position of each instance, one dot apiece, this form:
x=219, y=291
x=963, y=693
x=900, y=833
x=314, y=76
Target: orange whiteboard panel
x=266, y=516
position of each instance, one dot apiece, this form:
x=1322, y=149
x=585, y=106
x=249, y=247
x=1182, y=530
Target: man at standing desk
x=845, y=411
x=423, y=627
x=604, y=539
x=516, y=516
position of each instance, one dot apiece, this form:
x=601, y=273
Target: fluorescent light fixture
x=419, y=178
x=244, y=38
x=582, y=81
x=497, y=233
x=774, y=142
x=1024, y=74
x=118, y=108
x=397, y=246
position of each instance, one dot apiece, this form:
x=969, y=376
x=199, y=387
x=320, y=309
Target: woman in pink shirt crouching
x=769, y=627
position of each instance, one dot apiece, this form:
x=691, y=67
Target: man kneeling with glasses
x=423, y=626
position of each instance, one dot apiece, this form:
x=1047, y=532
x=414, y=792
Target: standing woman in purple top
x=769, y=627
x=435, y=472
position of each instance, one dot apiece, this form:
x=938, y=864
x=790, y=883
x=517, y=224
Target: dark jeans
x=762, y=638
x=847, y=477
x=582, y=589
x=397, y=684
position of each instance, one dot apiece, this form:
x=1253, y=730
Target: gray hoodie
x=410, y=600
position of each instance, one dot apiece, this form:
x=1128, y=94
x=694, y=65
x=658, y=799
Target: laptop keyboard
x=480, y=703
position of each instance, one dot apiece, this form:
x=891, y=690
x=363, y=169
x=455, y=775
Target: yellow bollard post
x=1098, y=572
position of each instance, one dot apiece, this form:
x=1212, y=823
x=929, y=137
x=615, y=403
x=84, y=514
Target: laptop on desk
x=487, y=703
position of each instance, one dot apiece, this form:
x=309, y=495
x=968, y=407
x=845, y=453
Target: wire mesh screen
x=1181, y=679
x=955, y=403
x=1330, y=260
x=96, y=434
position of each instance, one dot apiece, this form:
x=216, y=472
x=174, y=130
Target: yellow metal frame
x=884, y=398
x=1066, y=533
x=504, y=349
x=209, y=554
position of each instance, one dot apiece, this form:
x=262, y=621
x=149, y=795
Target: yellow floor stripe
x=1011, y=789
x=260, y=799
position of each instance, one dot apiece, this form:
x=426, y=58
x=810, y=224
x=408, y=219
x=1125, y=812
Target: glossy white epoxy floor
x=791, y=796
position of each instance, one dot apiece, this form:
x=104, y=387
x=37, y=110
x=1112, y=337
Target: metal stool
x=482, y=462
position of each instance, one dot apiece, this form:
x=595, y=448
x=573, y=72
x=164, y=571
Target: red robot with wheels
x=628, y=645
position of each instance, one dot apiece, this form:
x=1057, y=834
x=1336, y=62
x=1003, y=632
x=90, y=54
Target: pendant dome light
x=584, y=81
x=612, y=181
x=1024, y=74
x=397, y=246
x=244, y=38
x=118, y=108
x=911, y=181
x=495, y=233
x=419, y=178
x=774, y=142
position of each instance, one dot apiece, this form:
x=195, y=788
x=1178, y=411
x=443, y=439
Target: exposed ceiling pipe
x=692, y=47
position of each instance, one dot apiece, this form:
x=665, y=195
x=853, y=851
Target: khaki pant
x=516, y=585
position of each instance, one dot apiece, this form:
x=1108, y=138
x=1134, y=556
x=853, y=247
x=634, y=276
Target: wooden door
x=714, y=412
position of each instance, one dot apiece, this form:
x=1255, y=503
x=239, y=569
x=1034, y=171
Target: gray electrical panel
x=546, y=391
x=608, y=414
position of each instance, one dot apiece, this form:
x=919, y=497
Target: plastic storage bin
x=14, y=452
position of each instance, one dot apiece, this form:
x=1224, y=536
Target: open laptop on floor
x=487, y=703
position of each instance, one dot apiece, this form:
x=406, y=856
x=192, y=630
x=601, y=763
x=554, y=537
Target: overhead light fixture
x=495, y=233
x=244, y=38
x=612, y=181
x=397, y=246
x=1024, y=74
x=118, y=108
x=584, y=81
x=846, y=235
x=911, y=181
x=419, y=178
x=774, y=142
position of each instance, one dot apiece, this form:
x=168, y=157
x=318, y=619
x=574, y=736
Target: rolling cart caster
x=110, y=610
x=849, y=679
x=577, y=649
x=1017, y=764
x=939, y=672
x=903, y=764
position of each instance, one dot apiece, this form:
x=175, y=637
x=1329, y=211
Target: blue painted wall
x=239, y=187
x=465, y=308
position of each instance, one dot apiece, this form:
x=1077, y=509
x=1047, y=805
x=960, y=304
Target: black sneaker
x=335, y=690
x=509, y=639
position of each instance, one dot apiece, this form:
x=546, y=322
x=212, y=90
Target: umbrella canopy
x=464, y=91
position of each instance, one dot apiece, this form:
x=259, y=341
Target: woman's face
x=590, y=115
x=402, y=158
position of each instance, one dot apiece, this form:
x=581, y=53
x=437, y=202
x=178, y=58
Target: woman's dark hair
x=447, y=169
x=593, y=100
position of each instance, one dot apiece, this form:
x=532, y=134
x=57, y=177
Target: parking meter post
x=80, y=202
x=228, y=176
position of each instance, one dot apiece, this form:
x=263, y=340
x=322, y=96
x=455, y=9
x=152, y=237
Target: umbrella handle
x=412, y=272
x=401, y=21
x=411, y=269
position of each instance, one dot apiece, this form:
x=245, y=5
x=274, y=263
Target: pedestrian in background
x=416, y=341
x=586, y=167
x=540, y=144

+++++

WHAT YOU NEED TO DO
Write out all of the records above exactly as they appear.

RIGHT ANSWER
position of each instance, one dot apiece, this form:
x=219, y=291
x=963, y=693
x=900, y=833
x=314, y=76
Target: orange whiteboard panel
x=266, y=516
position of each instance, one dot apiece, this form:
x=1322, y=149
x=585, y=106
x=249, y=247
x=1182, y=530
Target: man at standing desk
x=845, y=411
x=423, y=627
x=604, y=539
x=516, y=516
position of each instance, one dot apiece, this form:
x=601, y=273
Target: fluorescent light fixture
x=419, y=178
x=244, y=38
x=582, y=81
x=497, y=233
x=774, y=142
x=1024, y=74
x=118, y=108
x=397, y=246
position of each instance, one dot apiece, this form:
x=969, y=376
x=199, y=387
x=320, y=309
Target: woman in pink shirt crouching
x=769, y=627
position of each instance, one dot apiece, this form:
x=691, y=67
Target: man kneeling with glasses
x=423, y=626
position of each instance, one dot apiece, this form:
x=1047, y=532
x=414, y=792
Target: standing woman in purple top
x=769, y=627
x=435, y=472
position of each instance, one dot apiece, this form:
x=938, y=864
x=790, y=883
x=517, y=224
Target: dark jeans
x=762, y=638
x=847, y=477
x=582, y=589
x=397, y=684
position of each instance, one dot apiece, this form:
x=1253, y=730
Target: gray hoodie
x=410, y=600
position of each instance, one dot apiece, this form:
x=1128, y=94
x=694, y=65
x=658, y=799
Target: laptop keyboard
x=480, y=703
position of each instance, one dot apiece, this form:
x=891, y=690
x=363, y=169
x=455, y=775
Target: yellow bollard post
x=1098, y=572
position of each instance, one dot apiece, this form:
x=1212, y=823
x=929, y=137
x=615, y=403
x=84, y=514
Target: laptop on desk
x=487, y=703
position of each instance, one dot apiece, this form:
x=309, y=495
x=968, y=407
x=845, y=453
Target: wire mesh screen
x=1181, y=679
x=955, y=403
x=1330, y=260
x=96, y=434
position of each instance, one dot apiece, this form:
x=216, y=472
x=174, y=130
Target: yellow metal frame
x=884, y=398
x=1066, y=533
x=504, y=349
x=209, y=554
position of each instance, one dot apiece, this form:
x=262, y=621
x=149, y=795
Target: yellow floor stripe
x=1011, y=789
x=260, y=799
position of each instance, one dot apiece, this form:
x=426, y=58
x=810, y=224
x=408, y=219
x=1125, y=812
Target: glossy white epoxy floor
x=791, y=796
position of each instance, one dot apiece, this form:
x=104, y=387
x=37, y=110
x=1112, y=337
Target: metal stool
x=482, y=462
position of each instance, one dot apiece, this form:
x=595, y=448
x=573, y=72
x=164, y=571
Target: red robot with wheels
x=628, y=645
position of each instance, one dot apiece, this form:
x=1057, y=834
x=1336, y=62
x=1003, y=632
x=90, y=54
Target: pendant dome light
x=584, y=81
x=612, y=181
x=1024, y=74
x=397, y=246
x=244, y=38
x=118, y=108
x=911, y=181
x=495, y=233
x=419, y=178
x=774, y=142
position of each instance, one dot apiece, this form:
x=195, y=788
x=1178, y=411
x=443, y=439
Target: exposed ceiling pipe
x=692, y=47
position of each instance, one dot apiece, this form:
x=665, y=195
x=853, y=851
Target: khaki pant
x=516, y=585
position of each instance, one dot apiece, this form:
x=1108, y=138
x=1134, y=556
x=853, y=247
x=634, y=276
Target: wooden door
x=714, y=412
position of each instance, one dot apiece, this form:
x=1255, y=503
x=239, y=569
x=1034, y=171
Target: gray electrical panel
x=546, y=391
x=608, y=414
position of each instance, one dot apiece, this form:
x=919, y=497
Target: plastic storage bin
x=14, y=452
position of each instance, one dot apiece, this form:
x=1224, y=536
Target: open laptop on floor
x=487, y=703
position of each instance, one dot apiece, this form:
x=406, y=856
x=192, y=630
x=601, y=763
x=554, y=537
Target: overhead light fixture
x=495, y=233
x=244, y=38
x=612, y=181
x=397, y=246
x=1024, y=74
x=118, y=108
x=584, y=81
x=846, y=235
x=911, y=181
x=419, y=178
x=774, y=142
position of each instance, one dot apiece, this form:
x=168, y=157
x=318, y=619
x=574, y=736
Target: rolling cart caster
x=110, y=610
x=849, y=679
x=577, y=649
x=1017, y=764
x=939, y=672
x=903, y=764
position of each instance, one dot apiece, this form:
x=175, y=637
x=1329, y=211
Target: blue painted wall
x=239, y=187
x=465, y=308
position of each instance, one dot apiece, this form:
x=1077, y=509
x=1047, y=805
x=960, y=304
Target: black sneaker
x=335, y=690
x=509, y=639
position of each instance, one dot apiece, this form:
x=546, y=322
x=212, y=90
Target: umbrella canopy
x=464, y=91
position of each instance, one dot apiece, this form:
x=259, y=341
Target: woman's face
x=590, y=115
x=402, y=158
position of each instance, one dot apiece, this form:
x=581, y=53
x=437, y=202
x=178, y=58
Target: woman's dark hair
x=447, y=169
x=593, y=100
position of each instance, one dot apiece, this form:
x=532, y=134
x=57, y=177
Target: parking meter post
x=80, y=202
x=228, y=176
position of each instance, one dot apiece, this form:
x=263, y=340
x=322, y=96
x=455, y=9
x=152, y=237
Target: umbrella handle
x=412, y=272
x=401, y=21
x=411, y=269
position of each instance, one dot apiece, this form:
x=245, y=5
x=274, y=263
Target: pedestrian in background
x=416, y=341
x=586, y=167
x=540, y=144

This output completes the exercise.